Look, most people don't know this,

but I spent six months
in a black-ops site

in Alamogordo, New Mexico.

See you later, Kev-o.

[Footsteps depart]

[Sinister music playing]

[Insects chirping]



[Glass shatters]

Hello?

[Sinister music plays]

That you, Ollie?

[Growl]

Are you t-tryin' to scare me?

[Laughs awkwardly]

Ollie?

[Rattle jingles]

[Floorboards creak]

[Music, jingling stops]

[Music, jingling resumes]

Hello?

[Growling]

[Music continues]

[Music stops]

[Rattle jingling]

[Dramatic music playing]

[Growl]

No, no!

No, no, no, no, no!

- [Growling]
- [Screams]

[Screaming]

[Growling continues]

- [Chewing]
- Aah!

[Giggling]



[Stan whistles]

I found this one
out by the train tracks.

Kevin, what happened to you?

[Sobs silently]

[Inhales deeply]



Okay, you... Okay.

You were cr... Oh, you were
crawling in the woods!

- Fight club.
- [Whimpers]

Skunk att*ck. Hot coffee.

And then you were
conducting an orchestra!

You were conducting an orchestra.

Your canoe broke.

- Someone had binoculars.
- [Sobs]

Okay. Do you need to take
a minute, or...?

- One.
- One.

So, was it skunks?

Okay. All right.

Nice, deep breath.

[Breathes shakily]

How's that? No.

No, no, no, no, no.

The eyes were closer together,

and the... the cheeks

were... were much fuller than that.

Okay.

[Sighs]



Like this?

That's him.

That's him, Officer.

Really?

[Sobbing] That...

It was that baby... Aiden Braden.

What's its name?

Shh!

Kevin, you're expecting us

to believe that a baby did this to you?

Yeah.

But we don't.

Kevin...

Did you do this to yourself?

[Scoffs]

Look...

[Extracted data entries]
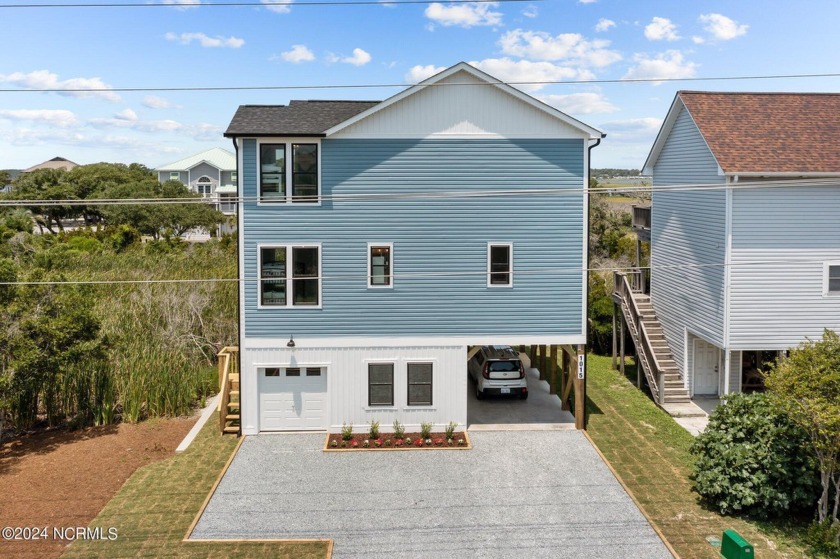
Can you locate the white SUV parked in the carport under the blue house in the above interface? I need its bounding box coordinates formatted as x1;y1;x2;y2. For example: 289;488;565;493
467;346;528;400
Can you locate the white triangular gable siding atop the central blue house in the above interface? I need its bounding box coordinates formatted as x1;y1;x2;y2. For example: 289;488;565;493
330;71;588;138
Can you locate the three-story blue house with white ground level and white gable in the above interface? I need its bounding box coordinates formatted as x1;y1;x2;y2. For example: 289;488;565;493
225;63;602;434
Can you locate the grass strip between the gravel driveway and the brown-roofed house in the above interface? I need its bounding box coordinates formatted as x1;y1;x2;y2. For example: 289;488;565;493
587;355;811;559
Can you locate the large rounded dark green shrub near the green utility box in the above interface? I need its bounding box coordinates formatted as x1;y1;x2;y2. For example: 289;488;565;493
691;394;819;518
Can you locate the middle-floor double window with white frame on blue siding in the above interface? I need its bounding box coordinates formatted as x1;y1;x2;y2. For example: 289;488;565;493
258;244;321;308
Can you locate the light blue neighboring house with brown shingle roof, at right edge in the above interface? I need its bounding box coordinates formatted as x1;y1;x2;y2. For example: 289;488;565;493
628;91;840;397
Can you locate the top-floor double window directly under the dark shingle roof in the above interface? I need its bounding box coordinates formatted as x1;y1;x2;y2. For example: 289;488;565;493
259;139;321;204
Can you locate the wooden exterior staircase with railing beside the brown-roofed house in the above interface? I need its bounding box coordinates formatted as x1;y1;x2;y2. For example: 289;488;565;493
613;272;691;405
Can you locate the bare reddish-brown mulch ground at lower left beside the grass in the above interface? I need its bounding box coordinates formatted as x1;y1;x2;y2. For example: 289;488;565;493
0;417;197;558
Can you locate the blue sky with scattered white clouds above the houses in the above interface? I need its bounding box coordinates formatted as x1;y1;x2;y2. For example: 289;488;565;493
0;0;840;168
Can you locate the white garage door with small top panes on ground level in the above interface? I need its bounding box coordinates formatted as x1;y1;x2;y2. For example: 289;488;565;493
259;367;327;431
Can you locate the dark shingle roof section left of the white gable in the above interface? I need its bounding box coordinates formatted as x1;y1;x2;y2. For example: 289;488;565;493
225;101;379;137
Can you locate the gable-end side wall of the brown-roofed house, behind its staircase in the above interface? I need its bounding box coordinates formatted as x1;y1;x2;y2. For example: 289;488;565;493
651;103;726;382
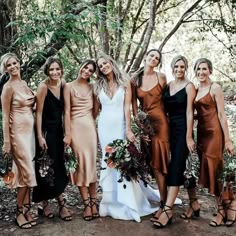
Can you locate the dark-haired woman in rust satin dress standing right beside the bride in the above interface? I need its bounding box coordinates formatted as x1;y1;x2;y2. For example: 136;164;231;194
132;49;169;221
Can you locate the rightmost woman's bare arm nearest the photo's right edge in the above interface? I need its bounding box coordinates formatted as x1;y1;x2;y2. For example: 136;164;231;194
212;83;234;155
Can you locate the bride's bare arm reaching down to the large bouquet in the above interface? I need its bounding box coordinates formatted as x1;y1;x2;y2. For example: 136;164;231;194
124;82;135;142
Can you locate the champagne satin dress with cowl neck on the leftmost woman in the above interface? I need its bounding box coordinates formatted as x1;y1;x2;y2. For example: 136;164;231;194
3;84;37;188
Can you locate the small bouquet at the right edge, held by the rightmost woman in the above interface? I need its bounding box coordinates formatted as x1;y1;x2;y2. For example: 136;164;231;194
219;152;236;183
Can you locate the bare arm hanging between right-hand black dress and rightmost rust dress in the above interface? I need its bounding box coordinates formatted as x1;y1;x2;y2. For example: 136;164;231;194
186;83;196;153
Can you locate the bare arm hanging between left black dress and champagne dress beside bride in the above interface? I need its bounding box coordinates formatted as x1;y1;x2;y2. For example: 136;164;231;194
63;84;71;146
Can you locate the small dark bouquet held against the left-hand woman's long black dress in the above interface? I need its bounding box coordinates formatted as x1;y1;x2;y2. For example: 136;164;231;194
37;149;55;186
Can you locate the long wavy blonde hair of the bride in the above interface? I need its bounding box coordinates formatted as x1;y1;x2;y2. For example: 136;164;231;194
94;53;129;96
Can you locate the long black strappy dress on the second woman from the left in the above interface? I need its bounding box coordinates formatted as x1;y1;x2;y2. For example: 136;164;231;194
32;86;69;202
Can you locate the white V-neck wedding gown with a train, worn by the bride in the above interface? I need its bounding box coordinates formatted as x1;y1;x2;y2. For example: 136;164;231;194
98;87;160;222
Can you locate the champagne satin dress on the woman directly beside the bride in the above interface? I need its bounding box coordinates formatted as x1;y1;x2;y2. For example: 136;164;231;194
70;83;97;187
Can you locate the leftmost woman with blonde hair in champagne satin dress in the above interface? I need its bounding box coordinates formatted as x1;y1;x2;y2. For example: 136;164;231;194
1;53;36;229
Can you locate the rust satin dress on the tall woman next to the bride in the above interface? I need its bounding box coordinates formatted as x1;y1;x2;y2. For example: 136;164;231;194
136;83;170;175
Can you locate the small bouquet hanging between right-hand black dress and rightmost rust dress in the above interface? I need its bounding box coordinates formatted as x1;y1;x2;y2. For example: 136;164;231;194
184;155;200;188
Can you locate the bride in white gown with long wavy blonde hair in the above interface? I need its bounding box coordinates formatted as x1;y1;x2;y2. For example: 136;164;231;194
94;55;160;222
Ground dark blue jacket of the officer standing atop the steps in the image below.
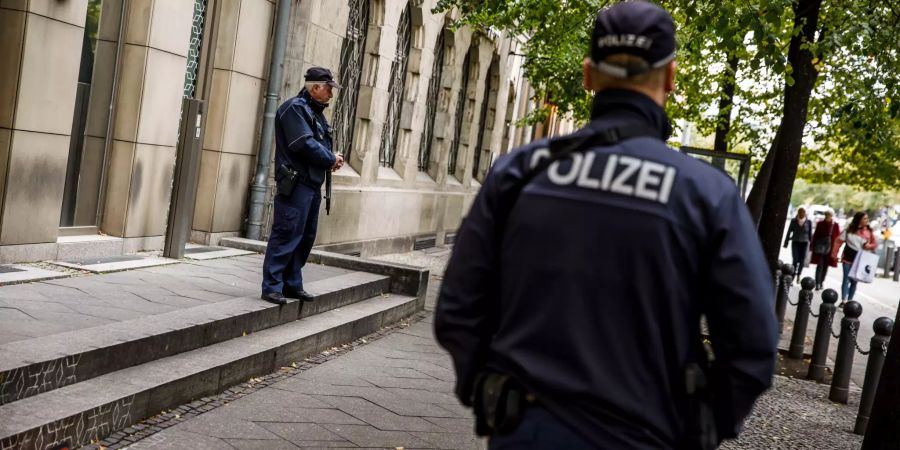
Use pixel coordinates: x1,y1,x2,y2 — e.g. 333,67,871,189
275,89,336,189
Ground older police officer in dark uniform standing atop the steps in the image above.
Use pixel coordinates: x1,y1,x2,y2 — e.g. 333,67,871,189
262,67,344,304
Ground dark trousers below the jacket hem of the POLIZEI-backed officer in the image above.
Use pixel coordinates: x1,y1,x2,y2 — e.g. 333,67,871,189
490,407,596,450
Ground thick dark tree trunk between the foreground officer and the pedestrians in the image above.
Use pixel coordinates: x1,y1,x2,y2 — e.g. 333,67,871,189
759,0,823,268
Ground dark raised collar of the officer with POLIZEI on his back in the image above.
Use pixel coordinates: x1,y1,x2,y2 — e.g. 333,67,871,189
591,89,672,140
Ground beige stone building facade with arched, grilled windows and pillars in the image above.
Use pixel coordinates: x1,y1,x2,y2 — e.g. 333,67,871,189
0,0,534,263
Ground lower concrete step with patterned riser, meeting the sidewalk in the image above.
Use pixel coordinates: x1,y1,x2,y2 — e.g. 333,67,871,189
0,294,419,449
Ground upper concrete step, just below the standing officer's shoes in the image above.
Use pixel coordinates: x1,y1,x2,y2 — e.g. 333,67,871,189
0,272,391,408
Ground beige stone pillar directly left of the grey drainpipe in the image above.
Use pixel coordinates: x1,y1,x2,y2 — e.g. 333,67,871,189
193,0,272,245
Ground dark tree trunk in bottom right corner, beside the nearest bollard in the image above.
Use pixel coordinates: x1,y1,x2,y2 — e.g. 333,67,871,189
862,311,900,450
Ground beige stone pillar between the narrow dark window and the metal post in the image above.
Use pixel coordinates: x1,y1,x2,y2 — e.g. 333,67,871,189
101,0,194,252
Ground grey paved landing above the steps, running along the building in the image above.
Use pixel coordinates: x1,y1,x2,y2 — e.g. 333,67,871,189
0,254,350,346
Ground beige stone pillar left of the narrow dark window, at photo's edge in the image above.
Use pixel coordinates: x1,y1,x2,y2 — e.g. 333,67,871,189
0,0,87,262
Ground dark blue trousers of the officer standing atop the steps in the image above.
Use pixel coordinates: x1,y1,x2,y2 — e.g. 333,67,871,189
262,183,322,294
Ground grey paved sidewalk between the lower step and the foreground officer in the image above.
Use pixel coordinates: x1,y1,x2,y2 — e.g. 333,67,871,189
115,277,485,450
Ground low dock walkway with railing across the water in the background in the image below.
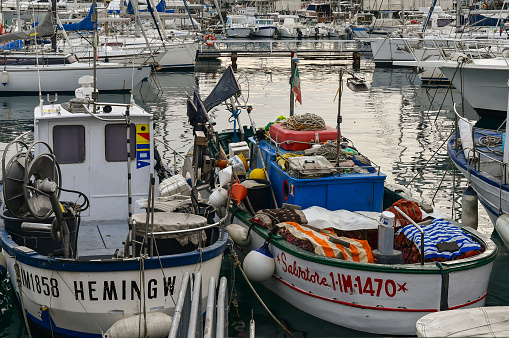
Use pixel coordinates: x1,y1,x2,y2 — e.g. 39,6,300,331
198,39,371,60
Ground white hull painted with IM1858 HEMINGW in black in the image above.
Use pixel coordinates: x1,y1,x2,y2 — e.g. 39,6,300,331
4,250,222,336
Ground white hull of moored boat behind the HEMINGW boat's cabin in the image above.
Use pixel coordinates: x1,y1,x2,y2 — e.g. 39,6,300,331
0,63,150,93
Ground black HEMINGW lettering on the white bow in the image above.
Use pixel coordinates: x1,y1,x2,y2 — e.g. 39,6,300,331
74,276,176,301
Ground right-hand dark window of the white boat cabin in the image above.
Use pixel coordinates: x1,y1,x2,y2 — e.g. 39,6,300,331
104,124,136,162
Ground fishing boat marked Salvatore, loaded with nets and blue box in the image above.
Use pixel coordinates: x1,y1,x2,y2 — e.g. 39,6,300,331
193,68,497,335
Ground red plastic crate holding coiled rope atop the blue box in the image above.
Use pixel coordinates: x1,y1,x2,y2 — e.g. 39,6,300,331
269,123,338,151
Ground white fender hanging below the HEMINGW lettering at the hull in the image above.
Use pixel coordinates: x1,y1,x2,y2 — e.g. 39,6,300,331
103,312,172,338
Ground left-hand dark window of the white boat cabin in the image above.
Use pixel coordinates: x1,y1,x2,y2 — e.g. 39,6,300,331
53,125,85,164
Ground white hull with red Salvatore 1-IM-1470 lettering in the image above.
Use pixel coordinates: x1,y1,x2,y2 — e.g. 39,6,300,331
233,220,496,335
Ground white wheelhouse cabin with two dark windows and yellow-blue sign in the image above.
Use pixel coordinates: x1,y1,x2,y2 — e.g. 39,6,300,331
34,98,157,219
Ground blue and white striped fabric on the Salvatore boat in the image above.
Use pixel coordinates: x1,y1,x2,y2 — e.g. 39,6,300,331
396,219,481,259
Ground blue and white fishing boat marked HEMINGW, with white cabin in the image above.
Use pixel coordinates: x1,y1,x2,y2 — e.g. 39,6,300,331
0,79,228,337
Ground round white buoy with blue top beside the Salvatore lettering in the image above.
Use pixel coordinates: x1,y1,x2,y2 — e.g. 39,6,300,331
243,243,276,282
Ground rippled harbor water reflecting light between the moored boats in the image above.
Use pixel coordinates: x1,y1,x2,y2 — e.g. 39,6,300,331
0,57,509,337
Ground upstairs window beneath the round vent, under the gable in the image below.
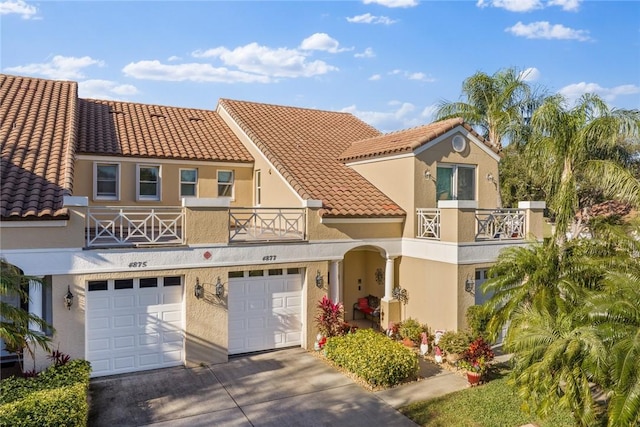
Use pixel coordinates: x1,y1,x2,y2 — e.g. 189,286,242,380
436,164,476,200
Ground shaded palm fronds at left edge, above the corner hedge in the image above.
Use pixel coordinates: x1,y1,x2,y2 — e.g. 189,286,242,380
0,258,53,372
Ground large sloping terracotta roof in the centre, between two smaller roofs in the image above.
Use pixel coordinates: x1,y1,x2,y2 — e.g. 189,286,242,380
219,99,405,217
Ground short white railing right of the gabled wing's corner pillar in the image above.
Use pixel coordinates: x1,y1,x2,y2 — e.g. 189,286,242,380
476,209,525,240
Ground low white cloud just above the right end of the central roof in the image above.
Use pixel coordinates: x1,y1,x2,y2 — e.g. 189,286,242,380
341,101,424,132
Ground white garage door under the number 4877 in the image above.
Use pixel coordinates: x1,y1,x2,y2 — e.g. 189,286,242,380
229,268,302,354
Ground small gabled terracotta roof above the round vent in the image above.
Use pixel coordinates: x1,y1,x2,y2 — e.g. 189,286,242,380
340,118,499,162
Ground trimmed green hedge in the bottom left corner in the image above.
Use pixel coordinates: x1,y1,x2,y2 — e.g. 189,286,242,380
0,360,91,427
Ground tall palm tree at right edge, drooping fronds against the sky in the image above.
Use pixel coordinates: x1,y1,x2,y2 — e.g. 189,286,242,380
526,94,640,242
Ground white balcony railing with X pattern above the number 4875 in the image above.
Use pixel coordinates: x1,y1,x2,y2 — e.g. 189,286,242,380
86,206,185,247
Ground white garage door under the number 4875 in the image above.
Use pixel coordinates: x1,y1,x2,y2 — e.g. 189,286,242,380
85,277,184,376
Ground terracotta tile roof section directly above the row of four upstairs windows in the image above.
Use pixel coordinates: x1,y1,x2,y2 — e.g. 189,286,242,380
77,99,253,162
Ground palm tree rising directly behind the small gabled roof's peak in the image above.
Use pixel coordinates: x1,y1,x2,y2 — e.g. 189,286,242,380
436,68,542,207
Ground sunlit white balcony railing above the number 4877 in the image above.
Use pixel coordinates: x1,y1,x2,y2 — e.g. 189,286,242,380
229,208,307,243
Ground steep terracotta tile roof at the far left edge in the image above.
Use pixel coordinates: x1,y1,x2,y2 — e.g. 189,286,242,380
0,74,78,220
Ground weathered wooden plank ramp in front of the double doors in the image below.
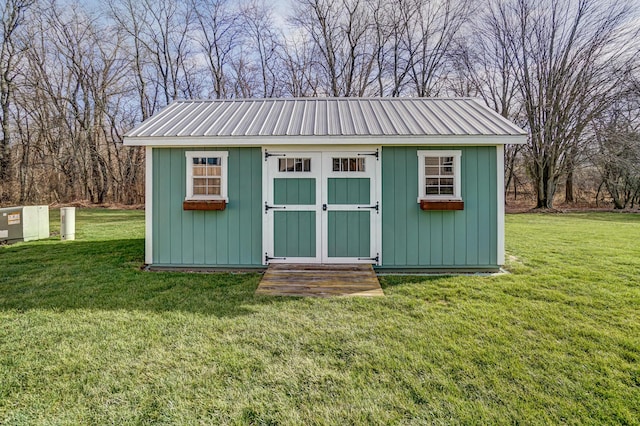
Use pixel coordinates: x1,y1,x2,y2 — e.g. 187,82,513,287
256,263,384,297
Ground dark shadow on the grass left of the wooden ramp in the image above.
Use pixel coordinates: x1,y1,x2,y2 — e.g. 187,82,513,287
0,239,290,317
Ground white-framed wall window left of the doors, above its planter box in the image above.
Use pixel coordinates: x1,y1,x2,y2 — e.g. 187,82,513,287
185,151,229,201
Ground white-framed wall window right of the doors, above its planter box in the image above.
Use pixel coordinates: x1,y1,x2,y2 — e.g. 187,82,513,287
418,151,462,202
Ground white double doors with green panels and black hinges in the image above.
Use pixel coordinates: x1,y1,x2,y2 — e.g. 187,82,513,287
263,148,381,264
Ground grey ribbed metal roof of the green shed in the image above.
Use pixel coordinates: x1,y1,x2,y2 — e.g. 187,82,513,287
125,98,526,145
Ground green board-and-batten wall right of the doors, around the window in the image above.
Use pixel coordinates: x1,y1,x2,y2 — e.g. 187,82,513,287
380,146,498,269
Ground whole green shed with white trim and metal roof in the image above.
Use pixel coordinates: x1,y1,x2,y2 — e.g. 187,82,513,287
124,98,526,272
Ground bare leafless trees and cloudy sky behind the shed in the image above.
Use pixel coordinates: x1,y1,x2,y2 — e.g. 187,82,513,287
0,0,640,208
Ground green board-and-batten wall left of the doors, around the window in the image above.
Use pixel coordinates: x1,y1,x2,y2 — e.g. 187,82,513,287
152,147,263,267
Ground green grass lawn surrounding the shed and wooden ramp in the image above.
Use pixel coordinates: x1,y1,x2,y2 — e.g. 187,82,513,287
0,210,640,425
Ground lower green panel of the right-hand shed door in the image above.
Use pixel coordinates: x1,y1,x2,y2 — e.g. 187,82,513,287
327,211,371,257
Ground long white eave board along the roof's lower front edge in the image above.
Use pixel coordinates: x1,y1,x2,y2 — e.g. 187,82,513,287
124,134,527,147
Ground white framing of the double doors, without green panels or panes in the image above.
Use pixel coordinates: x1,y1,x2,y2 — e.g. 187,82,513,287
262,145,382,265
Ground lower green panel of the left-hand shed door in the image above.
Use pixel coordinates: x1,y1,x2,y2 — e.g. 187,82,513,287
273,211,316,257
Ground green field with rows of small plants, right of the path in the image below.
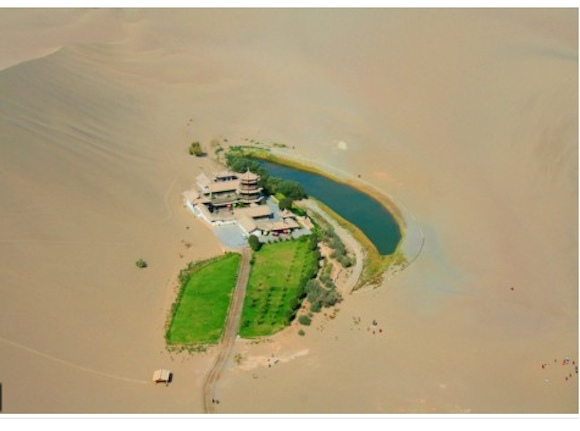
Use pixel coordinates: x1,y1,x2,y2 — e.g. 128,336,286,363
240,239,318,338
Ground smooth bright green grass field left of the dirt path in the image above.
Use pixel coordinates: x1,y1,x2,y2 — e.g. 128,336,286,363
166,253,241,344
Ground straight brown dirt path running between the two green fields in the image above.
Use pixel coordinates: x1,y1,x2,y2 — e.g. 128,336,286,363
203,247,252,413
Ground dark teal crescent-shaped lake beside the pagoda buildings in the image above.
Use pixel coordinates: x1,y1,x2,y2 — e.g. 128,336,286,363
260,161,401,255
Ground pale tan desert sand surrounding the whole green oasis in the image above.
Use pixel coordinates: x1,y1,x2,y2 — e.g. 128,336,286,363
0,9,578,414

Task set:
[a] Answer these questions using the scene transcript:
(i) Where was the black-ops site where the speaker says he spent six months?
(ii) Where does a speaker say "this one" was found?
(iii) What name is given for the baby?
[b] Continue the scene transcript after its final line, "Look...".

Answers given:
[a]
(i) Alamogordo, New Mexico.
(ii) Out by the train tracks.
(iii) Aiden Braden.

[b]
I do a lot of things to myself,

but not this.

Kevin, you're among friends.

Why would I b*at myself up?

'Cause you're jealous of that
baby taking all of Denise's time.

Thanks to Evie and that baby,

she's never around anymore.

Hell, I'm home all alone.

Can't find a g*dd*mn thing.

Where'd she put the
mustard, you might ask?

In the fridge.

The fridge!

Stan, this isn't about you.


Cold mustard, Barret. That's on you.

[Sighs]

Who knew taking care of a baby
would be so much work?

Well, now, remember, honey,

not... not all babies are difficult.

Some are...

Gosh, some are sweet little,
bowls of life-affirming joy.

Oh. Was I like that?

Oh, God, no. You were a nightmare.

Never shut up, and when you cried,

whatever note that was
used to make cats throw up.

Hey, Stan. Sorry I'm... Sorry I'm late.

What are you doing here?

T-Tell her.

I don't know if your dad told you this,

but, um, Kevin is claiming

that Aiden Braden att*cked him,

and I think we need to talk about it.

Talk about Kevin?

Yeah, well, we think that Kevin is...

obsessed with you in an unhealthy way.

Honey, honey, now, to be clear,

we're not saying that
Kevin is a "bad guy."

He only kicked the sh*t out of himself

and blamed it on a baby.

Hell, for all we know,
he's a true romantic at heart

like that Fatty Arbuckle
or that Sid and Nancy.

Okay, stop.

He's not obsessed, all right?

Aiden Braden is a weird baby.

I mean, I tried to take his rattle away,

and he almost ripped my arm
out of the socket, okay?

And he hates Kevin.
He growls and barks and...

He doesn't even like to eat.

[Sinister music plays]

What, he... he doesn't eat?

No. His mother just says,

if I hold him, he'll be nourished,

but it's really hard

because his fingernails
are really sharp.

- Oh!
- Oh!

Aiden did this?!

- Aiden Braden.
- Okay.

Yes, when I try to take his rattle.

Ugh.



Ugh, no.

Ooh! This looks promising.

Uh, okay.

Emotional Cluster-Feeding Demon. Ick.

It can take many forms
that inspire endearment,

most commonly appears as a human infant.

So it feeds off the
affection of its caretaker.

So Aiden Braden is feeding
off your affection.

That means it sees Kevin

as like a thr*at to its food source.

Sounds like your normal
assh*le baby to me.

My God. We sent Kevin home.

[Gasps]

We got to get to him.

Oh!

Aiden, where are you?

Aiden!

[Suspenseful music playing]

Aiden, D-Denise is coming back today.

She's gonna be your new mommy.

Won't that be nice?

[Music continues]

Aiden?

[Music continues]

Oh, God.

Aiden!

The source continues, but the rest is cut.